> _WHAT TO WORK ON_: Please carry on the welcome page about St Barnabas church in Bradwell from the point where it stops.

Bradwell St Barnabas – About Us
Welcome!
At St Barnabas we feel privileged that the church and its churchyard have been part of community life in Bradwell for many generations. We treasure our connections with the community, through traditional services such as Christmas and Remembrance, as well as through activities like Community Cafés, Ladies’ Fellowship Group and the popular St B’s Baby Group.
Whether you have just moved to the area, are a visitor to the village or have lived in Bradwell all your life, we hope you will feel welcome at St Barnabas. We meet most Sundays in church for worship, and share our Vicar, Louise, with St Peter’s, Hope and St Edmund’s in Castleton.
Our worship style is fairly traditional; most services include communion. However we have introduced a Worship Together service on the first Sunday of each month, that is short, relatively informal, and encourages interaction. This service is still evolving, and we’d love your feedback. We also have one service a month, on the fourth Sunday, that is a Benefice Celtic based service, which takes place outdoors from April to September and indoors in chilly months.
We seek to extend a warm welcome to all those who visit, whether joining us for worship or simply taking time to enjoy the peace and tranquility of St Barnabas during the week. We pray that all those who visit will find something of God in our church community, in the building itself or in its surrounding grounds. The church is open every day from 10am-4pm.

[Stored items]
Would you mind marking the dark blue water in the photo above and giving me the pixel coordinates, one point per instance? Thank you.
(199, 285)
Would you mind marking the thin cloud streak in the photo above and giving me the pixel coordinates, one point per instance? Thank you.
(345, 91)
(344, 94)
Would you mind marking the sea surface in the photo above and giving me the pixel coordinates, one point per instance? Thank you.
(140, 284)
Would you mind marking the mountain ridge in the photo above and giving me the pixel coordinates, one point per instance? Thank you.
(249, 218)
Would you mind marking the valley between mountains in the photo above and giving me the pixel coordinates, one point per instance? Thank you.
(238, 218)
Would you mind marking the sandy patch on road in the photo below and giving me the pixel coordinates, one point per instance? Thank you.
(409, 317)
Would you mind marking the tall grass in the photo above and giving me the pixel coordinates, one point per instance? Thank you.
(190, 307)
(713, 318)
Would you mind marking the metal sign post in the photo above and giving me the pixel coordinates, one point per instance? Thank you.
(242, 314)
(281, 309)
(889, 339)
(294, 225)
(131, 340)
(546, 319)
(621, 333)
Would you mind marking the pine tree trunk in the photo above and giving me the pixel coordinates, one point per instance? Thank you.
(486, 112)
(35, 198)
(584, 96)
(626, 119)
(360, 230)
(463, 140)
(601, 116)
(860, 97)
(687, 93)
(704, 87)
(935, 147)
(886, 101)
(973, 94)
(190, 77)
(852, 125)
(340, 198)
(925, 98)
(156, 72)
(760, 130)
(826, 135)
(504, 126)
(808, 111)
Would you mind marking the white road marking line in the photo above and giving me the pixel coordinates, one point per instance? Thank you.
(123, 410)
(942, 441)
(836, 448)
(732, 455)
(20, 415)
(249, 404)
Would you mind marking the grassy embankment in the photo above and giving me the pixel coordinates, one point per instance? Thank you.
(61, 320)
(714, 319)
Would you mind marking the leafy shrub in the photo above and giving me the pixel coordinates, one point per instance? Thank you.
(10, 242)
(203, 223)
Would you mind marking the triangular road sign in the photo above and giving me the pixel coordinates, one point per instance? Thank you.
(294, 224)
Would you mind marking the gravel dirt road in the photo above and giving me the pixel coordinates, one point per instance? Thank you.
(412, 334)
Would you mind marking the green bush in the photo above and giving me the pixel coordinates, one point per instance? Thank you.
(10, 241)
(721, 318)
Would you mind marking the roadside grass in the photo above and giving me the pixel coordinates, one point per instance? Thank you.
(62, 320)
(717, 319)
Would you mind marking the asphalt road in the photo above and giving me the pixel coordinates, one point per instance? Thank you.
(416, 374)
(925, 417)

> _THE REPLY_:
We feel strongly that St Barnabas belongs to everyone, as God welcomes all. If you have suggestions about how we could improve our service and witness to the community, or could better meet your needs, we would love to hear from you.
If you would like to receive our Benefice weekly newsletter via email, which contains details of services, news and notices, please email Jane (Churchwarden) on: churchwarden.stb@gmail.com or phone 01433 621172.
You can also use the links below to find out details of our service times and all our events.
Monthly letter from our Vicar.
LOUISE’S MESSAGE – NOVEMBER 2025 Acorns and God
Many sources this year, from the Woodland Trust to the BBC, have been commenting on
the fact that this year is a ‘mast year’, a year when there is a particular abundance of
acorns and other fruits and seeds. In the middle of October, Derby Diocese holds its
annual Clergy Conference, and this year I came home from Clergy Conference with two
acorns in my pocket. What, you might ask, do acorns have to do with a clergy conference?
Well, the theme of this year’s Clergy Conference was ‘The parable of the sower,’ a parable
Jesus told about a sower throwing seeds lavishly over good soils and bad; throwing seed
over the path, over rocky ground, and among thorns and weeds, as well as onto good soil;
throwing the seed into places where it had very little chance of growing and producing a
harvest, as well as into places where it was likely to grow.
As you can imagine, over the last 2000 years there have been many interpretations of this
parable. Often commentators picture the ‘seed’ as being the knowledge of God and his
love for us, and they explain they how we can be like the various soils, with many things
preventing the love of God really ‘taking root’ in our lives, but how when it does we
produce a ‘rich harvest’ of good in the world. God is pictured as like the sower, lavishing
his love and his care on both those who will respond and those who won’t.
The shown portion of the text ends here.